• _Text block_
The plaintiff also argued that the defendant “took affirmative actions which ‘shocked the conscience’ because she ‘had time to make unhurried judgments under circumstances allowing for deliberation and forethought.’ However, the plaintiff made the choice to attend cheerleading practice and participate during games. If the plaintiff was at an increased risk of injury, then the increased risk came from her decision to attend those activities, not directly from the defendant’s coaching.
“There are no factual averments that: (1) the defendant needed the plaintiff’s mother’s permission to participate in certain cheerleading moves (apart from the parental consent required to participate in sports programs); (2) the defendant knew that the plaintiff was in danger of further head injury from participating in stunting; or (3) that there was any indication that this particular individual was more vulnerable to further concussions. At most, there is an allegation that the defendant knew of the plaintiff’s “continuing headaches,” the seriousness of concussions and additional risks from repeat concussions, and she “asked plaintiff to participate in stunting.

• _Supplied records_
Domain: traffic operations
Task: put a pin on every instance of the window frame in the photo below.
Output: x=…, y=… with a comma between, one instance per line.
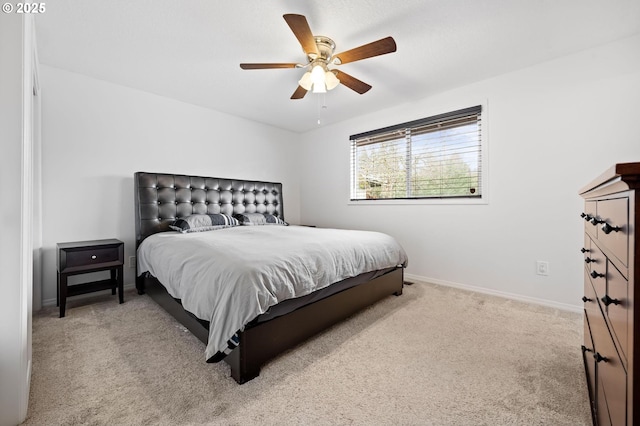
x=483, y=198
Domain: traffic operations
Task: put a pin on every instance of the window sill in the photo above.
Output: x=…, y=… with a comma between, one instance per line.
x=422, y=201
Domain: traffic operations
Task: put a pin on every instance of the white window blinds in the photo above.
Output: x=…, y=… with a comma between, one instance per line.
x=435, y=157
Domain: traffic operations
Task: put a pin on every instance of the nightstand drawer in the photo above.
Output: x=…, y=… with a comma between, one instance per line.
x=92, y=256
x=83, y=257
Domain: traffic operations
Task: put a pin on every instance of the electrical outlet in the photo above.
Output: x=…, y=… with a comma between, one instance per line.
x=542, y=267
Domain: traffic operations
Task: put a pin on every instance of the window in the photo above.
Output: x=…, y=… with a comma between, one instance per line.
x=434, y=157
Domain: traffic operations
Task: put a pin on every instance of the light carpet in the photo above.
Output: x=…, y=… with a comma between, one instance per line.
x=433, y=356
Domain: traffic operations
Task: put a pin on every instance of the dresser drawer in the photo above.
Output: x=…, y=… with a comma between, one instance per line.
x=597, y=272
x=616, y=305
x=89, y=255
x=92, y=256
x=593, y=257
x=613, y=232
x=590, y=213
x=612, y=377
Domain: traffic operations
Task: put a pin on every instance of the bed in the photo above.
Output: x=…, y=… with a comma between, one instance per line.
x=278, y=286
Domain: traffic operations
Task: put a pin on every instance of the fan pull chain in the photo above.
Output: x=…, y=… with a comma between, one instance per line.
x=321, y=104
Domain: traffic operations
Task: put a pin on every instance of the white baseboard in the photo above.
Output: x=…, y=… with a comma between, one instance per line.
x=503, y=294
x=53, y=302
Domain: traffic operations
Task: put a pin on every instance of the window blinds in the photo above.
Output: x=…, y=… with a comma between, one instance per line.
x=435, y=157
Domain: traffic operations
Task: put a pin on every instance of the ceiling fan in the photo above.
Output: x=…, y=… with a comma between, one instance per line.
x=320, y=58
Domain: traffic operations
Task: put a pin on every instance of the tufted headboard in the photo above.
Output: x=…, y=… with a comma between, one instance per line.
x=161, y=198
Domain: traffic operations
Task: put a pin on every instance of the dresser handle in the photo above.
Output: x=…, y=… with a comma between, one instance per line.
x=606, y=228
x=600, y=358
x=607, y=300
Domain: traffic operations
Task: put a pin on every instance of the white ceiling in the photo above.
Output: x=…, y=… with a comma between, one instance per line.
x=190, y=50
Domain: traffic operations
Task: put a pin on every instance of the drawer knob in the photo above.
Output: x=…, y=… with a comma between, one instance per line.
x=600, y=358
x=606, y=228
x=607, y=300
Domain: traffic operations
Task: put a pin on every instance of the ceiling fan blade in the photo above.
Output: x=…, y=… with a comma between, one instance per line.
x=352, y=82
x=267, y=66
x=300, y=28
x=375, y=48
x=299, y=93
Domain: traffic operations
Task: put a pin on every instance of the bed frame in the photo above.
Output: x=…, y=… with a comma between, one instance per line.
x=161, y=198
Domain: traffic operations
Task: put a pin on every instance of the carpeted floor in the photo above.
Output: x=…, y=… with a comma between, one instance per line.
x=433, y=356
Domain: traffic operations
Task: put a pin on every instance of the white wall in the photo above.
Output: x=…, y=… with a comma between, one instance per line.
x=16, y=210
x=552, y=128
x=97, y=134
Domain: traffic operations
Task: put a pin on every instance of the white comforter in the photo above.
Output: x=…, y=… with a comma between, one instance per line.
x=230, y=276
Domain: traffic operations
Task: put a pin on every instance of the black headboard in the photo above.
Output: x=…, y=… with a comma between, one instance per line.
x=160, y=198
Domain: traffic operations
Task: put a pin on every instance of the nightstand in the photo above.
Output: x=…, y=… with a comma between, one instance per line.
x=82, y=257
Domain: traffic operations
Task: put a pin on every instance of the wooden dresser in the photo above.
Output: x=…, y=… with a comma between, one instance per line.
x=611, y=347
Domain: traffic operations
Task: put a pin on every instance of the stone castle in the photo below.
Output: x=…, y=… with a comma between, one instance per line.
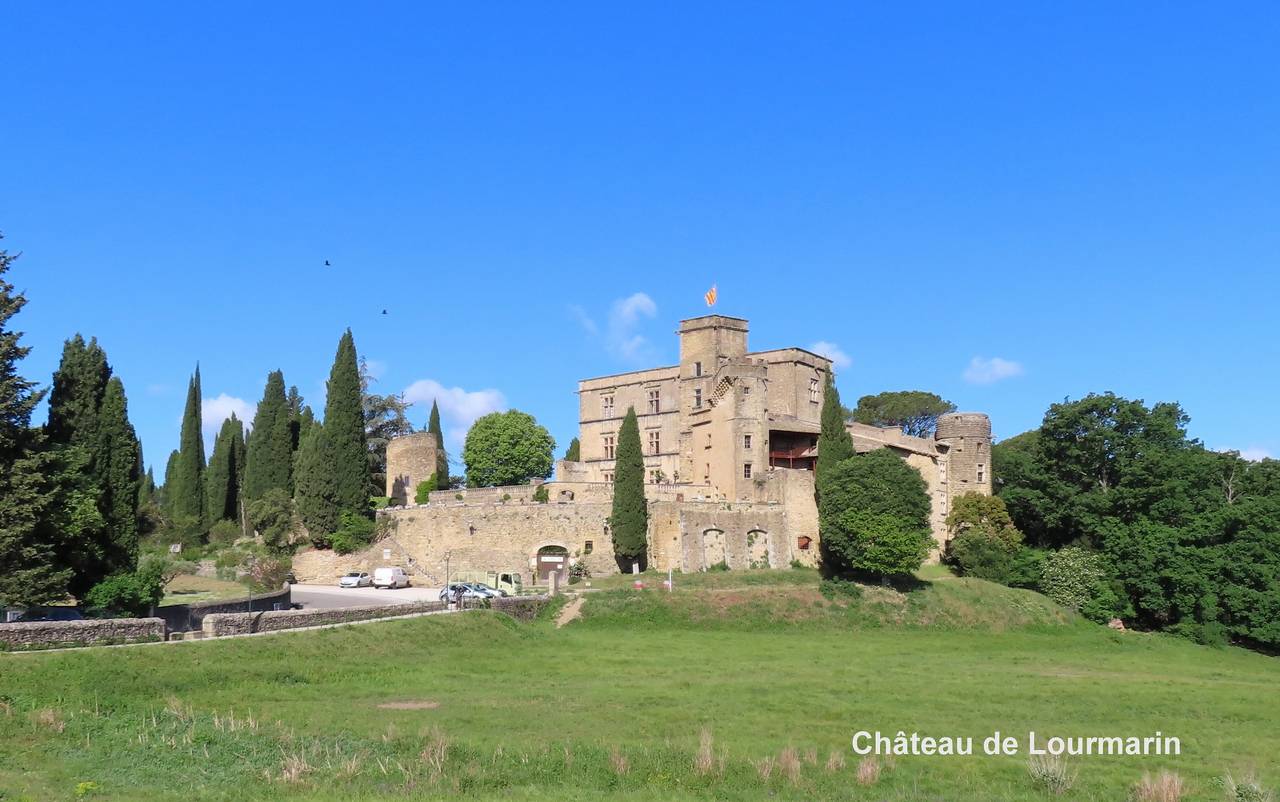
x=730, y=443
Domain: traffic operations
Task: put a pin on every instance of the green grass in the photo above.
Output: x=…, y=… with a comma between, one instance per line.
x=760, y=660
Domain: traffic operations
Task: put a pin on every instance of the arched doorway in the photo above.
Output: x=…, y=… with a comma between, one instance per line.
x=552, y=560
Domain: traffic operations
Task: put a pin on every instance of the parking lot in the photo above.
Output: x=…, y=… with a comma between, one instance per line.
x=314, y=596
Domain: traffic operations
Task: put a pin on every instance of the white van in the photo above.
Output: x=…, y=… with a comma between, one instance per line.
x=391, y=577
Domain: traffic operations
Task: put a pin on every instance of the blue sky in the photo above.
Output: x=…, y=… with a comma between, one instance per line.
x=1002, y=204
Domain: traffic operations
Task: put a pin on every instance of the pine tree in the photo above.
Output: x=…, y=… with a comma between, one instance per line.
x=30, y=572
x=225, y=472
x=269, y=458
x=344, y=429
x=316, y=494
x=118, y=466
x=835, y=443
x=187, y=495
x=629, y=522
x=442, y=457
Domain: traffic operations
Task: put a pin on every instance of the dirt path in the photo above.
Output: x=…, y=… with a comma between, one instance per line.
x=570, y=612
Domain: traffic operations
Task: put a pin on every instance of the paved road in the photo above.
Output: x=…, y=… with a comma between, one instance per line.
x=312, y=596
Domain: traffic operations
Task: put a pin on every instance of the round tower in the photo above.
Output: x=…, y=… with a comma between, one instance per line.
x=967, y=436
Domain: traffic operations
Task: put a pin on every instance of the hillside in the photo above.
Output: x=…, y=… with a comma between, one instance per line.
x=736, y=687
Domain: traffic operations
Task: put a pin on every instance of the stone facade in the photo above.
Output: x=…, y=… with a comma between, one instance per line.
x=63, y=633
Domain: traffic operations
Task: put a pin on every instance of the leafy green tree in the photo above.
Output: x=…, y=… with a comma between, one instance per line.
x=873, y=516
x=186, y=495
x=269, y=450
x=385, y=418
x=442, y=457
x=30, y=567
x=915, y=412
x=507, y=448
x=344, y=430
x=629, y=521
x=316, y=485
x=835, y=444
x=225, y=472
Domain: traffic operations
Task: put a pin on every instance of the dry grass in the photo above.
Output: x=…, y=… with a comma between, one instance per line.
x=868, y=771
x=1165, y=787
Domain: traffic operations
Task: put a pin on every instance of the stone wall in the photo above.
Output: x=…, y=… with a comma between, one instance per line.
x=48, y=635
x=219, y=624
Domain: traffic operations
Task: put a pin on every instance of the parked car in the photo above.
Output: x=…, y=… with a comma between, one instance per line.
x=469, y=591
x=355, y=578
x=391, y=577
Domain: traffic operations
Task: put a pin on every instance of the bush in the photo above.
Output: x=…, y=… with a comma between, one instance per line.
x=355, y=532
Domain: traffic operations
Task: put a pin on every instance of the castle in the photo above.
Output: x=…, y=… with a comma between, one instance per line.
x=730, y=443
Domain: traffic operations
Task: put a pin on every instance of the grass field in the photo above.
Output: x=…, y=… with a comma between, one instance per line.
x=740, y=686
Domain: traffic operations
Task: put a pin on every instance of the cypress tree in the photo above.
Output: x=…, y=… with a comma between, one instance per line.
x=316, y=496
x=30, y=572
x=269, y=453
x=118, y=466
x=835, y=443
x=442, y=458
x=224, y=473
x=187, y=495
x=629, y=523
x=344, y=429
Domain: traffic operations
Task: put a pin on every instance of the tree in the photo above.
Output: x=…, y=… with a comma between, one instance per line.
x=385, y=418
x=269, y=450
x=186, y=495
x=915, y=412
x=316, y=485
x=225, y=472
x=442, y=457
x=344, y=430
x=629, y=521
x=507, y=448
x=873, y=516
x=30, y=571
x=835, y=444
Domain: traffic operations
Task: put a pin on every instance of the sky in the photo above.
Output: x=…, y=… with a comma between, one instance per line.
x=1004, y=204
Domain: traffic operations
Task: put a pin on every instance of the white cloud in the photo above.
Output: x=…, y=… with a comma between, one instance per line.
x=458, y=408
x=832, y=352
x=988, y=371
x=214, y=411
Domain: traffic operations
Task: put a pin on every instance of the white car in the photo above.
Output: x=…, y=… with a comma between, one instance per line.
x=391, y=577
x=355, y=578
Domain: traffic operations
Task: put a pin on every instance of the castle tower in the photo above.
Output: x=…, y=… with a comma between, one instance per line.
x=967, y=462
x=410, y=459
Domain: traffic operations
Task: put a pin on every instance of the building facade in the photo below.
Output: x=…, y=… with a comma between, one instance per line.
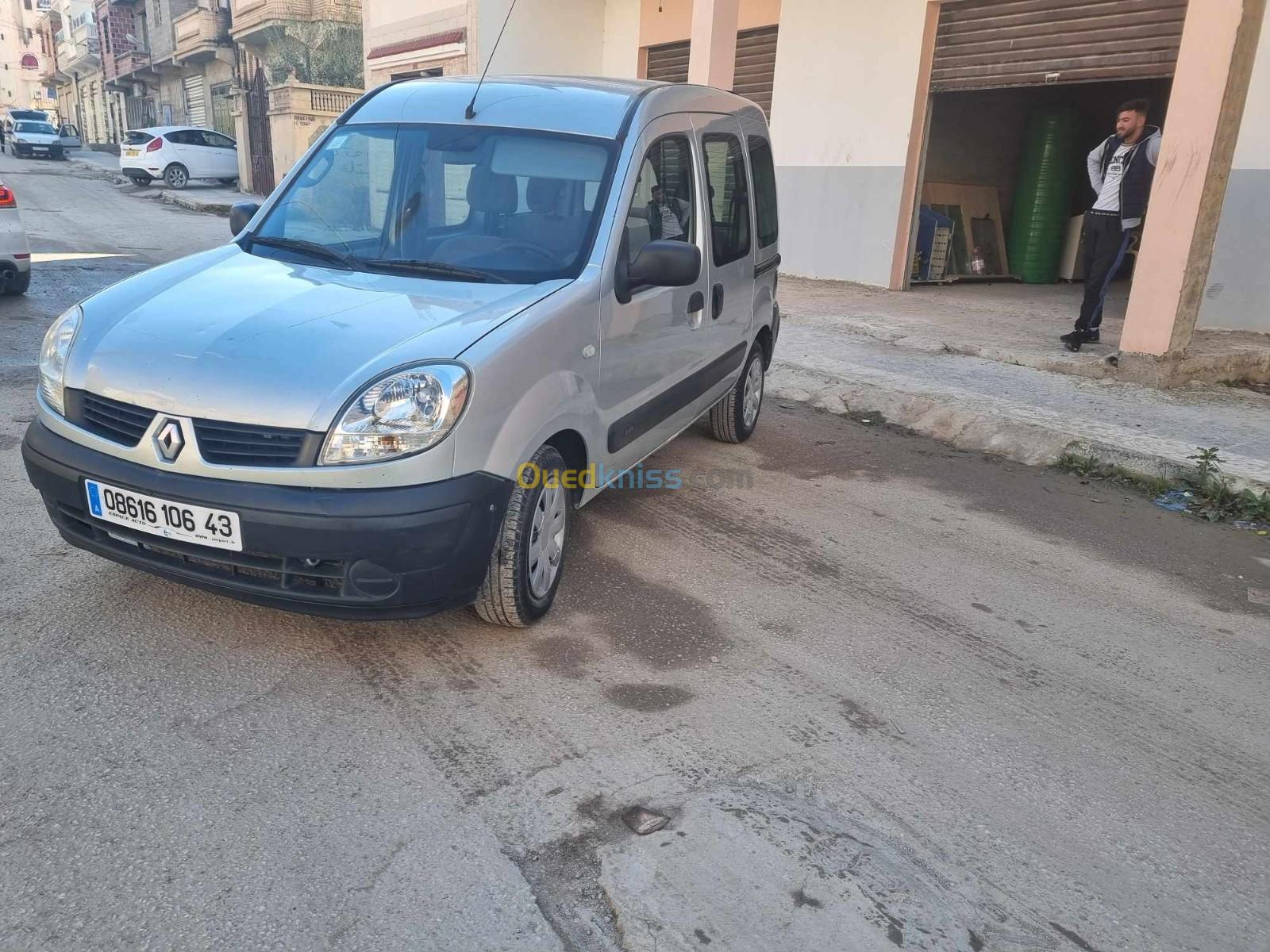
x=882, y=109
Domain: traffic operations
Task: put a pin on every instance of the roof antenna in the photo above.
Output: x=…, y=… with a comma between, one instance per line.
x=471, y=107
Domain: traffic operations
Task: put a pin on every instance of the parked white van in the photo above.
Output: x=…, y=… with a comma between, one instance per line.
x=391, y=393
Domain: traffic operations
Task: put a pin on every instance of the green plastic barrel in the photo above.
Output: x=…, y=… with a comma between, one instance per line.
x=1048, y=171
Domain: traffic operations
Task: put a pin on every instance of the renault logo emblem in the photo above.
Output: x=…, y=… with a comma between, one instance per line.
x=168, y=440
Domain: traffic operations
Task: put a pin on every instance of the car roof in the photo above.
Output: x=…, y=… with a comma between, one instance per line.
x=573, y=105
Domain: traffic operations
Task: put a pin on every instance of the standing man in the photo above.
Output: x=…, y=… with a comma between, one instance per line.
x=1121, y=171
x=667, y=217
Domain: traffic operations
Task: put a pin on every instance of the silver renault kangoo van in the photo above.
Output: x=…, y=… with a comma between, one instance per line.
x=451, y=325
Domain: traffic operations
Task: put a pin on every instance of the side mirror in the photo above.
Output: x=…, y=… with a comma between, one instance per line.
x=662, y=263
x=241, y=213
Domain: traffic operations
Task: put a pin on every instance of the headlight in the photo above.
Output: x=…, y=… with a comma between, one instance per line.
x=54, y=353
x=403, y=413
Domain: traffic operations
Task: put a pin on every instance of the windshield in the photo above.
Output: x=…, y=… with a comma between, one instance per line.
x=502, y=203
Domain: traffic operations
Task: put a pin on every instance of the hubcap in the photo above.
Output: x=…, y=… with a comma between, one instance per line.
x=752, y=397
x=546, y=539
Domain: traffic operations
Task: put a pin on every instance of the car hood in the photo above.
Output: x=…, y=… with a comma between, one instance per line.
x=229, y=336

• _Problem A_
In the text on the cheerleading injury case, where does it say any increased risk of injury to the plaintiff came from?
• _Problem B_
In the text on the cheerleading injury case, list everything the defendant is alleged to have known.
• _Problem C_
Quote the text on the cheerleading injury case between "The plaintiff also" and "the defendant’s coaching.", inclusive.

• _Reply A_
It came from the plaintiff's decision to attend cheerleading practice and participate during games, not directly from the defendant's coaching.

• _Reply B_
- The plaintiff's "continuing headaches"
- The seriousness of concussions
- The additional risks from repeat concussions

• _Reply C_
The plaintiff also argued that the defendant “took affirmative actions which ‘shocked the conscience’ because she ‘had time to make unhurried judgments under circumstances allowing for deliberation and forethought.’ However, the plaintiff made the choice to attend cheerleading practice and participate during games. If the plaintiff was at an increased risk of injury, then the increased risk came from her decision to attend those activities, not directly from the defendant’s coaching.